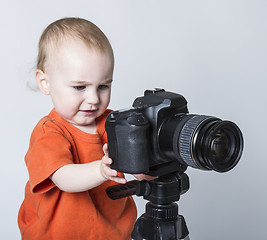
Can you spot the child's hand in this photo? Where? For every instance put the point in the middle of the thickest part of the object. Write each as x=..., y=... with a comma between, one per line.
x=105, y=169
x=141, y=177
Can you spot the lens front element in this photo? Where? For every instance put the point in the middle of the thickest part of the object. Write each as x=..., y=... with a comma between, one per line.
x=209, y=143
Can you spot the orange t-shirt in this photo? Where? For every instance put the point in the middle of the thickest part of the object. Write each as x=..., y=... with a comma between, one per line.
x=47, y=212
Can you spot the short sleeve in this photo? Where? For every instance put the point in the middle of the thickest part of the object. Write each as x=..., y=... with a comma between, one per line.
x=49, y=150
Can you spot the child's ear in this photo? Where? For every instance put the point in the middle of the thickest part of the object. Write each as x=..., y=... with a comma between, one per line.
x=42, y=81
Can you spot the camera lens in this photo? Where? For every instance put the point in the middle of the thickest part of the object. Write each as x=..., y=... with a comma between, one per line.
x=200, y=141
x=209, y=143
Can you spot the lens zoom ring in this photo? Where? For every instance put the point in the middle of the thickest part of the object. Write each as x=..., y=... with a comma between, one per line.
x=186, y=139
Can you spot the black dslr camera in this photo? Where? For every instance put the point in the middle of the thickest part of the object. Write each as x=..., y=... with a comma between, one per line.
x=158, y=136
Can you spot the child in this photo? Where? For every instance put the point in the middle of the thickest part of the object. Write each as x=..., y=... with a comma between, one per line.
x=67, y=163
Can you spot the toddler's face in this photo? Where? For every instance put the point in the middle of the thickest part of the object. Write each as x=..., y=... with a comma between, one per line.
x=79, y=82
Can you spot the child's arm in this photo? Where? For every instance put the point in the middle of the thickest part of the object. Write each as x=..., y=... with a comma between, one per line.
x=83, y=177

============

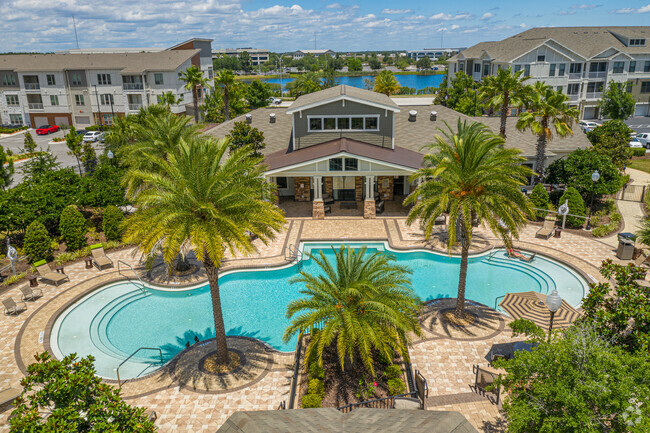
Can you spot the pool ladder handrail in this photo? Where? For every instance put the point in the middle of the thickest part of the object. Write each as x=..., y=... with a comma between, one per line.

============

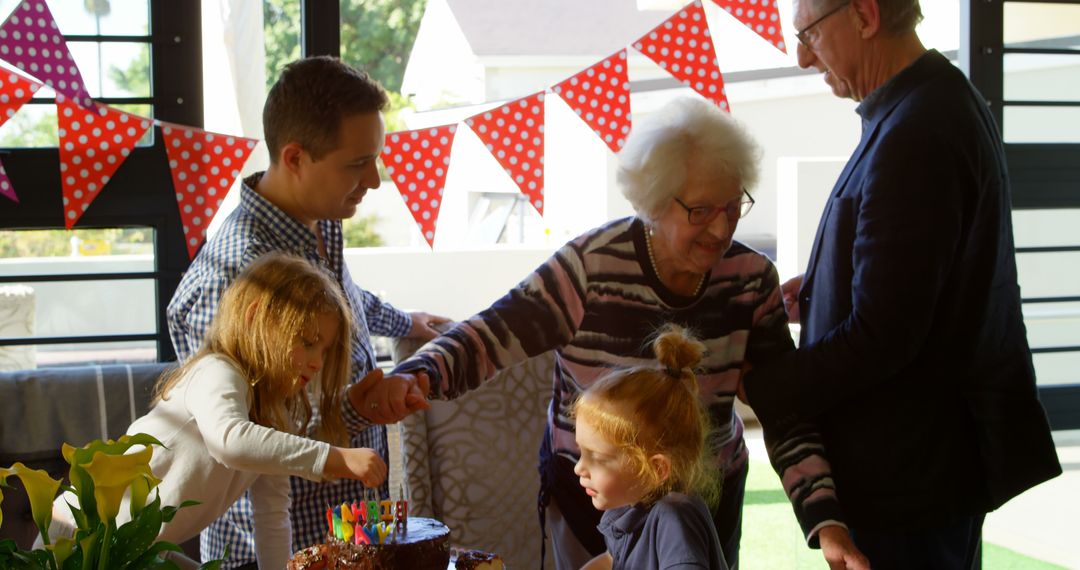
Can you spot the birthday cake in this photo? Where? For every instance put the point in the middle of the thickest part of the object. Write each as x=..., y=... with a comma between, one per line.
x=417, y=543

============

● Exercise goal
Copy the data from the line with "Can you spot the child's hand" to the line with "x=49, y=150", switching "thickest" to "widest" and leaving everything else unchanged.

● Answer to this problem
Can you spot the child's hand in this photo? Where? For every instance put the point in the middle of the widest part of the object. Write each as x=..., y=... with a comma between, one per line.
x=105, y=169
x=141, y=177
Can you spot the lens front element in this photo? Where? For every instance put the point in the middle of the widest part of the object. Write each as x=..., y=... with a comma between, one per line.
x=209, y=143
Can you spot the orange t-shirt in this photo? Where? For every instance put the point in the middle of the widest part of the object. Write each as x=..., y=... with a comma between, one per line.
x=47, y=212
Can you spot the short sleeve in this photo? Where? For every instance put the point in the middle of the widest part of the object. Write each as x=..., y=... with a comma between, one per line.
x=49, y=150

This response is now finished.